Collection entries:
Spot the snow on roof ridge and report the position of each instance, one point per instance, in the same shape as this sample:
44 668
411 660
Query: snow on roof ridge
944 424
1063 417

--

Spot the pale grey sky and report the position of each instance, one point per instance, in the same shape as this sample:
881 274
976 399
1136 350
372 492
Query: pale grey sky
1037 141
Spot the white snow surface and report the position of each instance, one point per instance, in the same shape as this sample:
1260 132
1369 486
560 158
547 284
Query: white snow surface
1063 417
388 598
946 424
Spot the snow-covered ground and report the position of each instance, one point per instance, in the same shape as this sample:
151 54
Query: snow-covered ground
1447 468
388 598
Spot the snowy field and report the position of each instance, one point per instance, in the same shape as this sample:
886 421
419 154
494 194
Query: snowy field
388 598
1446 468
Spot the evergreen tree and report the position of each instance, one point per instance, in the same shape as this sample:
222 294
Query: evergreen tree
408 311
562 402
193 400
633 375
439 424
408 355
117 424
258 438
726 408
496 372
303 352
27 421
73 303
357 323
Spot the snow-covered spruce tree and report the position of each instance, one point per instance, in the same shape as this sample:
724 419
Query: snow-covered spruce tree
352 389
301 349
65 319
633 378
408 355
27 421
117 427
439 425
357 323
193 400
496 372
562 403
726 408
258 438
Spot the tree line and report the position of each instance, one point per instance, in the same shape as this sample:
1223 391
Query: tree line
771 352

* [DIRECTIONS FOR THIS TASK]: Tally the lines in the items above that contain the word "shape", and reply with the number alone.

* [RESPONSE FOR THIS EXERCISE]: 8